[Problem statement]
From the line containing "x=478, y=249" to the line containing "x=179, y=269" in the entries below, reproduce every line exactly, ends included. Nothing else belongs in the copy, and no pictures.

(Natural language region descriptions)
== Segment start ==
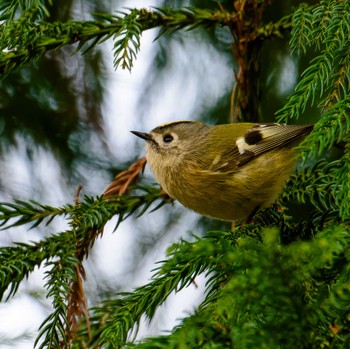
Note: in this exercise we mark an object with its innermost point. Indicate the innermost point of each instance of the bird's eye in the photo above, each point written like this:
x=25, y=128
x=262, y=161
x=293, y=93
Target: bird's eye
x=168, y=138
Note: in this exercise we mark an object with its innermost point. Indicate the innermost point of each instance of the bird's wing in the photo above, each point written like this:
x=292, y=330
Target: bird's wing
x=256, y=141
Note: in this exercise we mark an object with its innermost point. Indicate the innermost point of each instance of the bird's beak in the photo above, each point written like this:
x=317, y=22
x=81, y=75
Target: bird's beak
x=143, y=135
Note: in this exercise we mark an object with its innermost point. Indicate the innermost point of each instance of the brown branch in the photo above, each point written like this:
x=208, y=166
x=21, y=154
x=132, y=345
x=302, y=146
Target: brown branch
x=246, y=49
x=77, y=308
x=124, y=179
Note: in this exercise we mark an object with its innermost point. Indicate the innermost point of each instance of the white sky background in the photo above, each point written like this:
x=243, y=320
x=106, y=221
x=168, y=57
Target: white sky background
x=196, y=77
x=178, y=94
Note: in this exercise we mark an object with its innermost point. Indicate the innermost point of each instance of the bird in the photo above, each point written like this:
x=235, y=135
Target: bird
x=227, y=172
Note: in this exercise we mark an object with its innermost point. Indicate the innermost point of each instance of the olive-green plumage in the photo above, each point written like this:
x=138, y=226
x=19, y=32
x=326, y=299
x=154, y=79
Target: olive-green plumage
x=225, y=171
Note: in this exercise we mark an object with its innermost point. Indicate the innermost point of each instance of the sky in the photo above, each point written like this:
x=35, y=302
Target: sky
x=194, y=80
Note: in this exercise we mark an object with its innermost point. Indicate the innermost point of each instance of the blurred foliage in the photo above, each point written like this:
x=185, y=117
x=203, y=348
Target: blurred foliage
x=266, y=288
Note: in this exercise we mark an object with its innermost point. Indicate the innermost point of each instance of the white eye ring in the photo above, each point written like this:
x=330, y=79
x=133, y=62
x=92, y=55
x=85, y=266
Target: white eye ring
x=168, y=138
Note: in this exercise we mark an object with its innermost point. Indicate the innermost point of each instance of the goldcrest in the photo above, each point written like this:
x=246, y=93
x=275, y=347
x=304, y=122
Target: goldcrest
x=226, y=172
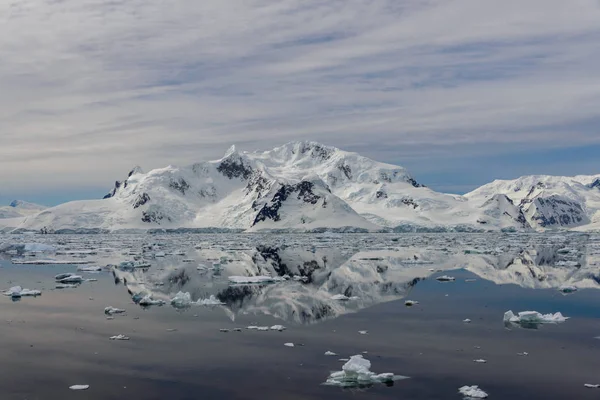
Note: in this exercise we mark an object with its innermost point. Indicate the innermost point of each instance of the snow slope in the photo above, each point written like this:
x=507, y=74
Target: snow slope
x=19, y=208
x=306, y=186
x=548, y=202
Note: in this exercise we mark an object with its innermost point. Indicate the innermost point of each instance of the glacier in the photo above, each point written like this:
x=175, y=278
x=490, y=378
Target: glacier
x=311, y=187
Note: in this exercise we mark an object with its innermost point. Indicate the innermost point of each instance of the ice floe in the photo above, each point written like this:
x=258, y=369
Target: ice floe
x=356, y=372
x=119, y=337
x=79, y=387
x=240, y=280
x=533, y=317
x=18, y=291
x=472, y=392
x=112, y=310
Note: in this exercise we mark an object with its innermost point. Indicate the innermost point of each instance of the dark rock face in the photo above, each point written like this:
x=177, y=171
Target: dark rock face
x=563, y=212
x=154, y=216
x=114, y=191
x=380, y=194
x=180, y=185
x=410, y=202
x=346, y=170
x=141, y=200
x=271, y=210
x=234, y=167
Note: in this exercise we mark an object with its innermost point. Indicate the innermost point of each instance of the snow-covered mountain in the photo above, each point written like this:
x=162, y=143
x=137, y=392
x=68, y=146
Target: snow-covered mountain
x=306, y=186
x=19, y=208
x=548, y=201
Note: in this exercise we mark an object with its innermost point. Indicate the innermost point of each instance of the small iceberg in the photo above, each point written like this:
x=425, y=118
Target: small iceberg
x=17, y=292
x=532, y=318
x=357, y=373
x=119, y=337
x=184, y=300
x=254, y=280
x=79, y=387
x=112, y=310
x=472, y=392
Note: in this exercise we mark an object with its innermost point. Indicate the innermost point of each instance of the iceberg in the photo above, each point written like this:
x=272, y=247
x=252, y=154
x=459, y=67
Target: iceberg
x=357, y=373
x=112, y=310
x=472, y=392
x=17, y=292
x=253, y=280
x=533, y=318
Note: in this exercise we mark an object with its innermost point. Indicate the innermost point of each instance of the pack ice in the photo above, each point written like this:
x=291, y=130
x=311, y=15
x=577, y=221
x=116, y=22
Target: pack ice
x=357, y=372
x=533, y=317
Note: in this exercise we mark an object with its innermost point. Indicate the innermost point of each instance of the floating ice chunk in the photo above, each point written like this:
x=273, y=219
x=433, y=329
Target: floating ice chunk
x=567, y=289
x=79, y=387
x=254, y=279
x=533, y=317
x=182, y=300
x=89, y=269
x=357, y=372
x=149, y=301
x=71, y=279
x=112, y=310
x=119, y=337
x=279, y=328
x=472, y=392
x=17, y=291
x=211, y=301
x=66, y=286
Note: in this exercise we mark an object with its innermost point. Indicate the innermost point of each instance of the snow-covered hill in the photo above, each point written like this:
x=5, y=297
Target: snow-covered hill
x=306, y=186
x=19, y=208
x=548, y=201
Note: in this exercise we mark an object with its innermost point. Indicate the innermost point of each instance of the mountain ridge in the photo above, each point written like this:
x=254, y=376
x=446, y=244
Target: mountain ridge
x=308, y=186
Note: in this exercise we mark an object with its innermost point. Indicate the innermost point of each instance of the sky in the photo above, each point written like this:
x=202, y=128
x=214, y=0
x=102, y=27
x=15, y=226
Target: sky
x=460, y=92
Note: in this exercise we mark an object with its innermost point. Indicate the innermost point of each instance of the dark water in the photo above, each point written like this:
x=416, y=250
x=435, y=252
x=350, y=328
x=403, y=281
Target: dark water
x=60, y=339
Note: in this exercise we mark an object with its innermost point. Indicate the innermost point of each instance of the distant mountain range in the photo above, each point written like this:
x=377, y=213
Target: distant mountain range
x=307, y=187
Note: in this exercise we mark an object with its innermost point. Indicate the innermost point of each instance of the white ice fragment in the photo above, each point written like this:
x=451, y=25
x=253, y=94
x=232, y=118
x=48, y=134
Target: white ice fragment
x=472, y=392
x=533, y=317
x=119, y=337
x=17, y=291
x=357, y=372
x=238, y=280
x=89, y=269
x=79, y=387
x=279, y=328
x=149, y=301
x=71, y=279
x=567, y=289
x=112, y=310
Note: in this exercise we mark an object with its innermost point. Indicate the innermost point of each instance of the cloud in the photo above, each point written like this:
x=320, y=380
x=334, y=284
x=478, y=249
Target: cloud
x=93, y=87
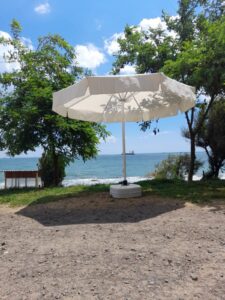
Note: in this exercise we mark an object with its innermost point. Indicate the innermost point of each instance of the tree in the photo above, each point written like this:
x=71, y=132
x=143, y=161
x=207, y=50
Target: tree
x=201, y=63
x=193, y=55
x=211, y=137
x=145, y=50
x=27, y=119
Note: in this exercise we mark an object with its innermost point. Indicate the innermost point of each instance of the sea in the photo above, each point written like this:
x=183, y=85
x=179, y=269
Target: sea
x=102, y=169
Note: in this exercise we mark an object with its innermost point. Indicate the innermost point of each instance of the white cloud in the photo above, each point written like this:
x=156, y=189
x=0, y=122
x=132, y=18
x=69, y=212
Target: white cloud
x=128, y=70
x=27, y=42
x=98, y=24
x=111, y=45
x=89, y=56
x=43, y=8
x=145, y=24
x=109, y=140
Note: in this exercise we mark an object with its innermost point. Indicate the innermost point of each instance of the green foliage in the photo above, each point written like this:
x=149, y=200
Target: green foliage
x=211, y=138
x=46, y=165
x=147, y=50
x=27, y=119
x=175, y=167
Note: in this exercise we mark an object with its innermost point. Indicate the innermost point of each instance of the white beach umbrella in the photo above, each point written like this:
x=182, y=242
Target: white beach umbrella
x=134, y=98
== Segment end ==
[Response]
x=478, y=249
Target: cloud
x=93, y=87
Note: in this exercise we mark an object with its innermost point. Indicate the innermost point of each instance of the tree in the photo above, each point written like this:
x=71, y=132
x=143, y=161
x=207, y=50
Target: tree
x=201, y=63
x=193, y=55
x=211, y=137
x=145, y=50
x=27, y=119
Note: in this exercise we mark an object with its innermost point. Indicate the innermost point of each instance of the sea in the photo above, each point written like this:
x=183, y=85
x=179, y=269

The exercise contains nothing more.